[A run of records]
══════════

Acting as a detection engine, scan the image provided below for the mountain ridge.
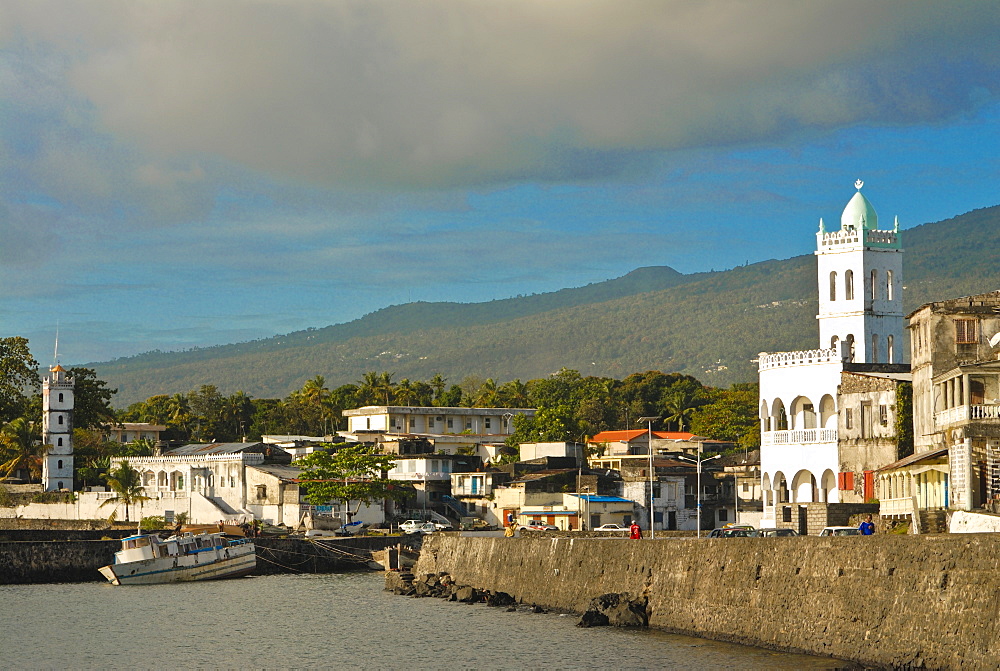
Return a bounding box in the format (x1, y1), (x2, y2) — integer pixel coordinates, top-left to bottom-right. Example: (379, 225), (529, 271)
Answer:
(88, 206), (1000, 405)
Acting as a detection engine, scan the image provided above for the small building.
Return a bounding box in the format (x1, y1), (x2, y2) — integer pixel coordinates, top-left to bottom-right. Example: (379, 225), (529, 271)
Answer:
(338, 405), (535, 462)
(103, 422), (167, 445)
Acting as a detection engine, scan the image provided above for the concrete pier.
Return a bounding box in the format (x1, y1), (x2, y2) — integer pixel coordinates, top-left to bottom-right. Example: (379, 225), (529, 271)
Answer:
(413, 534), (1000, 669)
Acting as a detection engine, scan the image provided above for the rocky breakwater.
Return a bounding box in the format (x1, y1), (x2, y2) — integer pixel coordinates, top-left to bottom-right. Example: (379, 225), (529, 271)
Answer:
(385, 571), (649, 627)
(413, 534), (1000, 669)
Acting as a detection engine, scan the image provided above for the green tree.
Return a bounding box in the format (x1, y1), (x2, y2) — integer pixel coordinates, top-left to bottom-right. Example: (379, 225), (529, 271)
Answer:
(0, 417), (45, 479)
(100, 462), (149, 523)
(0, 336), (40, 423)
(295, 443), (403, 515)
(691, 382), (760, 450)
(68, 368), (118, 429)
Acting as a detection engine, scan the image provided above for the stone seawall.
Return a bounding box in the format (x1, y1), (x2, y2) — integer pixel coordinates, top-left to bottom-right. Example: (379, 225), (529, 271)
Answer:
(0, 536), (401, 585)
(414, 534), (1000, 669)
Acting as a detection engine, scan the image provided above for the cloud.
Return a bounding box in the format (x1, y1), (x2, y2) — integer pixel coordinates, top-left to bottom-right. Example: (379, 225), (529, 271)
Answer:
(0, 0), (998, 194)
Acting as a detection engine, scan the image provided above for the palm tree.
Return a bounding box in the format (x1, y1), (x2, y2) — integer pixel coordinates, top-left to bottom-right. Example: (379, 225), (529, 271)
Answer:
(100, 461), (149, 523)
(0, 417), (45, 479)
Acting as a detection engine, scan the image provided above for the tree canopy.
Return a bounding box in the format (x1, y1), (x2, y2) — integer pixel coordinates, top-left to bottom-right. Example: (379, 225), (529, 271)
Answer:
(295, 443), (403, 514)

══════════

→ **SET PROBLEM**
Copy the material starting at its very beginning and ending at the line that contains "(68, 368), (118, 429)", substituting "object detector" for each occurrence of "detection engine" and leaving everything else unchanged. Omit the pictures from your answer.

→ **COMPLETE ANSWER**
Acting as a object detector, scan the image provided below for the mountain ridge.
Return a bounding box in the format (x1, y1), (x2, y2) — integer pixel coordinates, top-left to bottom-right. Example: (379, 225), (529, 271)
Answer:
(88, 206), (1000, 405)
Acting as a object detector, scan the image provided above for the small building.
Return a bounding box in the format (x1, y1), (x2, y2) — integer pixel coordinates, top-left to bottom-right. Example: (379, 225), (529, 271)
Answer:
(338, 405), (535, 462)
(103, 422), (167, 445)
Acting as a object detector, scan the image provided above for the concrete pier.
Return a bounding box in the format (x1, y1), (x2, y2) — integer pixel coordinates, top-left to bottom-right. Example: (379, 225), (529, 271)
Answer:
(413, 534), (1000, 669)
Acting as a object detector, scan the image provided above for the rocky breakwater.
Return a bounding box in the format (x1, y1), (x2, y2) — integer pixel coordinates, top-left to bottom-right. Example: (379, 225), (529, 271)
Answer:
(385, 571), (649, 627)
(413, 534), (1000, 669)
Acting as a object detector, scan the image provided above for the green tree.
Return a bounding box in the format (x1, y1), (x2, y2) — integer pixel coordinates, top-left to bottom-right. Example: (379, 225), (529, 271)
Answer:
(0, 417), (45, 479)
(100, 462), (149, 523)
(0, 336), (40, 423)
(295, 443), (403, 515)
(691, 382), (760, 450)
(68, 368), (118, 429)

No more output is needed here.